PROBLEM => Each line of the material below is to be written out exactly. Leave out any picture.

SUPPLIED ENTRIES =>
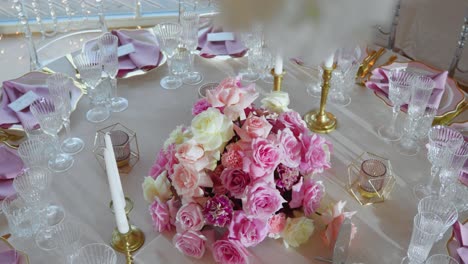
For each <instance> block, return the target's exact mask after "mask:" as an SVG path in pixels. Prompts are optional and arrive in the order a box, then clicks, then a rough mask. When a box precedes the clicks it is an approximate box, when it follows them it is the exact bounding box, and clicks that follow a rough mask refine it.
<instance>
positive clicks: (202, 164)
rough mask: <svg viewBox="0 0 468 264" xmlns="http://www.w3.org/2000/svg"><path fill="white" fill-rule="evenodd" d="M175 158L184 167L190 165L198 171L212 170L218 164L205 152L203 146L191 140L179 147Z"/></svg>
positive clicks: (175, 154)
mask: <svg viewBox="0 0 468 264" xmlns="http://www.w3.org/2000/svg"><path fill="white" fill-rule="evenodd" d="M175 156H176V157H177V159H178V160H179V162H180V163H182V164H184V166H187V165H190V166H192V167H193V168H194V169H195V170H196V171H201V170H203V169H205V168H211V167H213V165H215V164H216V160H215V159H214V157H213V156H212V155H211V154H210V153H208V152H205V149H204V148H203V146H202V145H201V144H198V143H197V142H195V141H194V140H189V141H187V142H185V143H182V144H181V145H179V147H178V148H177V152H176V154H175ZM213 168H214V167H213Z"/></svg>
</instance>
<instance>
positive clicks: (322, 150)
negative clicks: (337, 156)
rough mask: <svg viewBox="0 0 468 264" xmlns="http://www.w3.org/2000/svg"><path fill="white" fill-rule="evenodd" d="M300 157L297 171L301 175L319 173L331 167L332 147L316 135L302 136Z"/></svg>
mask: <svg viewBox="0 0 468 264" xmlns="http://www.w3.org/2000/svg"><path fill="white" fill-rule="evenodd" d="M301 141H302V157H301V164H300V165H299V171H300V172H301V174H303V175H307V174H310V173H316V172H317V173H321V172H323V170H325V169H329V168H330V167H331V163H330V156H331V155H330V154H331V153H330V152H331V151H332V145H331V143H330V142H328V141H327V140H325V139H324V138H322V137H320V136H318V135H317V134H312V135H311V134H309V133H306V134H302V137H301Z"/></svg>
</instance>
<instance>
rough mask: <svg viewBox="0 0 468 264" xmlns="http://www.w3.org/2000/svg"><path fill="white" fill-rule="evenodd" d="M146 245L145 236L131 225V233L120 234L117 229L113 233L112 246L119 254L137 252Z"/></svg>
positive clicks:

SOLUTION BELOW =>
For each <instance> block, return the target's exact mask after "mask:" as an SVG path in pixels. Prompts are optional and arrive in the order a box, then clicks, then a rough mask. When a box precedes the clicks it is an approximate box, when it follows them it is the exact bounding box, and clicks that follow a rough mask refine it.
<instance>
positive clicks: (202, 164)
rough mask: <svg viewBox="0 0 468 264" xmlns="http://www.w3.org/2000/svg"><path fill="white" fill-rule="evenodd" d="M175 158L184 167L190 165L198 171L212 170L218 164L205 152L203 146L191 140L179 147Z"/></svg>
positive clicks: (175, 154)
mask: <svg viewBox="0 0 468 264" xmlns="http://www.w3.org/2000/svg"><path fill="white" fill-rule="evenodd" d="M175 156H176V157H177V159H178V160H179V162H180V163H182V164H184V166H187V165H190V166H192V167H193V168H194V169H195V170H196V171H201V170H203V169H205V168H211V167H213V165H215V164H216V160H215V159H214V157H213V156H212V155H211V154H210V153H208V152H205V149H204V148H203V146H202V145H201V144H198V143H197V142H195V141H194V140H189V141H187V142H185V143H182V144H181V145H179V147H178V148H177V152H176V154H175ZM213 168H214V167H213Z"/></svg>
</instance>
<instance>
positive clicks: (322, 150)
negative clicks: (337, 156)
rough mask: <svg viewBox="0 0 468 264" xmlns="http://www.w3.org/2000/svg"><path fill="white" fill-rule="evenodd" d="M300 157L297 171L301 175L319 173L331 167L332 147L316 135L302 136Z"/></svg>
mask: <svg viewBox="0 0 468 264" xmlns="http://www.w3.org/2000/svg"><path fill="white" fill-rule="evenodd" d="M301 141H302V157H301V164H300V165H299V171H300V172H301V174H303V175H307V174H310V173H316V172H317V173H321V172H323V170H325V169H329V168H330V167H331V163H330V156H331V155H330V154H331V153H330V152H331V151H332V145H331V143H330V142H328V141H327V140H325V139H324V138H322V137H320V136H318V135H317V134H312V135H311V134H309V133H306V134H302V137H301Z"/></svg>
</instance>
<instance>
rough mask: <svg viewBox="0 0 468 264" xmlns="http://www.w3.org/2000/svg"><path fill="white" fill-rule="evenodd" d="M146 245L145 236L131 225V233L120 234L117 229L113 233L112 246L119 254L137 252Z"/></svg>
positive clicks:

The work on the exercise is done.